The Lord’s Day

By Paul Koch


I’m not sure about you but sometimes I get the feeling that we live in a time and age where we are rarely if ever really surprised.  Not that we are not moved by things that happen but we seem to have very few true moments of shock and wonder.  I mean when was the last time that you saw a movie and left saying, “Man, I never saw that coming.”  No, usually we have things pretty much figured out; we are seldom surprised by an ending.  In fact last Monday my wife and I went to see the new Noah movie and as we left, Cindy said, “Well what did you think?”  And I jokingly said, “I don’t know but that whole flood thing, really took me by surprise.”

Perhaps it is just the fact that we have heard so many stories so often in our day that we rarely find one that shocks us.  How surprised are we anymore when hear of government corruption?  Do you stop what you’re doing when you read about unrest in the middle-east?  Are you surprised when another Hollywood marriage ends in divorce? Our lives are so saturated with the immediacy of the media that we’ve heard all these stories hundreds if not thousands of times before so we just take it all in stride.


My fear is that this attitude of being unimpressed onlookers has crept into the church.  Just think, how often is it that you are really taken by surprise in church?  Talk about stories we’ve heard again and again, the central story of the Church of our Lord’s suffering, death and resurrection was at one time the most shocking of all stories but now – well now we’ve heard it so much and so often it’s become normal and even bland.  When we read the Gospel lesson no one suddenly gasps out of shock and disbelief, no one turns to their neighbor and whispers, “That’s insane, did he really say that?”  No, we just take it all and stride and move along without making a fuss.

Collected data
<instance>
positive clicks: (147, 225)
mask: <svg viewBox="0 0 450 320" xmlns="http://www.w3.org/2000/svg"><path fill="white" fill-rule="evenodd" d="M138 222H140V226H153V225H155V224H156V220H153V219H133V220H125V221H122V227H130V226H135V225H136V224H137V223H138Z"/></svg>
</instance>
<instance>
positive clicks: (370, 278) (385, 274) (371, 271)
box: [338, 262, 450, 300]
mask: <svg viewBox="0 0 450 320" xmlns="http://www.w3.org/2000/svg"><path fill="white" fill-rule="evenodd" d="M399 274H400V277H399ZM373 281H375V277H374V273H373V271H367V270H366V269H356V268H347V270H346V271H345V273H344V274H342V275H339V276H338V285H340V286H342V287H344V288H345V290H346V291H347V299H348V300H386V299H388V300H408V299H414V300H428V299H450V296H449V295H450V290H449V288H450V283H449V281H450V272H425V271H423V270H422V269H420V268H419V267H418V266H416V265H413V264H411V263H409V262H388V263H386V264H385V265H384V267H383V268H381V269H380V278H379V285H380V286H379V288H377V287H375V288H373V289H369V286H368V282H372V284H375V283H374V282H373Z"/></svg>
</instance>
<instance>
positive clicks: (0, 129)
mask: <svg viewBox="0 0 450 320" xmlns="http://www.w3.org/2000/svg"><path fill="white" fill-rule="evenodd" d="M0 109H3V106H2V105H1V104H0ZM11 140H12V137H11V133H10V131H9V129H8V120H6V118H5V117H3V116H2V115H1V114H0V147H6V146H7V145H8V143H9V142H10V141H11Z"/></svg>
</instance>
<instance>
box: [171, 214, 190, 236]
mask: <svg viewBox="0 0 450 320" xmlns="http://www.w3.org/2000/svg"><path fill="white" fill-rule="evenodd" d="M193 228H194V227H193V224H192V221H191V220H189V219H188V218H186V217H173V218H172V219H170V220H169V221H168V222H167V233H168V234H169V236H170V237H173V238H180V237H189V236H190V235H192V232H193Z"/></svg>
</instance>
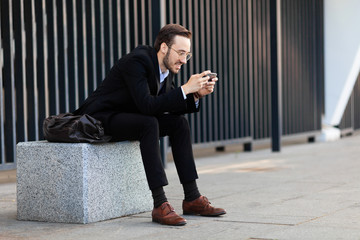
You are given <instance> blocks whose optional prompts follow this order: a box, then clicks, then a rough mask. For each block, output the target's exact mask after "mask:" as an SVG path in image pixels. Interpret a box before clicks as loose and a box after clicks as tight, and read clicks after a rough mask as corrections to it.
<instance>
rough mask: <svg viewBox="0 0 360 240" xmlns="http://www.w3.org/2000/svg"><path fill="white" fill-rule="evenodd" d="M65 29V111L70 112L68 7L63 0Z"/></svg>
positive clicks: (63, 49)
mask: <svg viewBox="0 0 360 240" xmlns="http://www.w3.org/2000/svg"><path fill="white" fill-rule="evenodd" d="M62 8H63V31H64V33H63V34H64V37H63V39H64V49H63V53H64V63H63V64H64V67H65V68H64V69H65V73H64V82H65V111H66V112H69V109H70V107H69V102H70V98H69V51H68V50H69V43H68V29H67V28H68V24H67V9H66V0H63V5H62ZM56 92H58V90H56Z"/></svg>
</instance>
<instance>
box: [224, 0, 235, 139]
mask: <svg viewBox="0 0 360 240" xmlns="http://www.w3.org/2000/svg"><path fill="white" fill-rule="evenodd" d="M232 8H233V6H231V0H228V1H227V17H228V19H227V29H226V31H227V38H228V42H227V50H226V51H227V52H228V54H227V55H228V57H226V59H228V63H226V64H225V66H226V72H228V77H227V78H228V80H227V81H228V83H229V84H228V90H227V93H228V94H224V95H225V96H226V100H227V103H226V105H228V112H227V116H228V120H227V121H226V123H225V124H226V125H227V126H228V129H227V131H226V132H227V133H228V136H227V137H226V139H227V140H229V139H232V138H234V133H235V128H234V52H235V51H234V47H233V46H234V45H233V44H234V42H233V39H232V38H233V36H234V35H235V33H234V32H233V31H232V28H233V22H232V19H233V15H232V14H231V13H232V11H231V10H232Z"/></svg>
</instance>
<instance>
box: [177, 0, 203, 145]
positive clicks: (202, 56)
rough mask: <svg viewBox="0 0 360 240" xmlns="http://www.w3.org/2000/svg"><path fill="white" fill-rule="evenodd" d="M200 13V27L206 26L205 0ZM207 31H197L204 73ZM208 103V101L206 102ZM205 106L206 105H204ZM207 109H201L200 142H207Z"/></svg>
mask: <svg viewBox="0 0 360 240" xmlns="http://www.w3.org/2000/svg"><path fill="white" fill-rule="evenodd" d="M198 7H199V8H198V11H197V12H200V14H199V15H198V18H199V20H200V26H206V25H205V15H204V7H205V6H204V0H199V5H198ZM176 9H179V8H178V5H177V6H176ZM205 29H207V27H205ZM205 29H204V28H201V29H198V30H199V31H197V32H196V33H197V34H198V36H197V39H200V41H199V42H198V46H197V49H198V51H199V52H198V53H199V55H200V56H199V61H200V64H199V68H198V72H202V71H203V70H205V49H206V47H205V44H206V43H205ZM205 101H206V100H205ZM204 105H205V104H204ZM206 109H207V108H206V107H203V108H201V114H200V116H199V118H198V119H199V120H200V121H199V122H198V123H199V125H198V129H199V130H200V132H199V133H200V135H199V140H200V141H201V142H205V141H206V137H207V126H206Z"/></svg>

Task objective:
Rewrite the part of the Lord's Day text starting at "My fear is that" and ending at "making a fuss.", with "onlookers" changed to "spectators". The rows come from a separate source unrelated to the Lord's Day text.

Result for this task:
My fear is that this attitude of being unimpressed spectators has crept into the church.  Just think, how often is it that you are really taken by surprise in church?  Talk about stories we’ve heard again and again, the central story of the Church of our Lord’s suffering, death and resurrection was at one time the most shocking of all stories but now – well now we’ve heard it so much and so often it’s become normal and even bland.  When we read the Gospel lesson no one suddenly gasps out of shock and disbelief, no one turns to their neighbor and whispers, “That’s insane, did he really say that?”  No, we just take it all and stride and move along without making a fuss.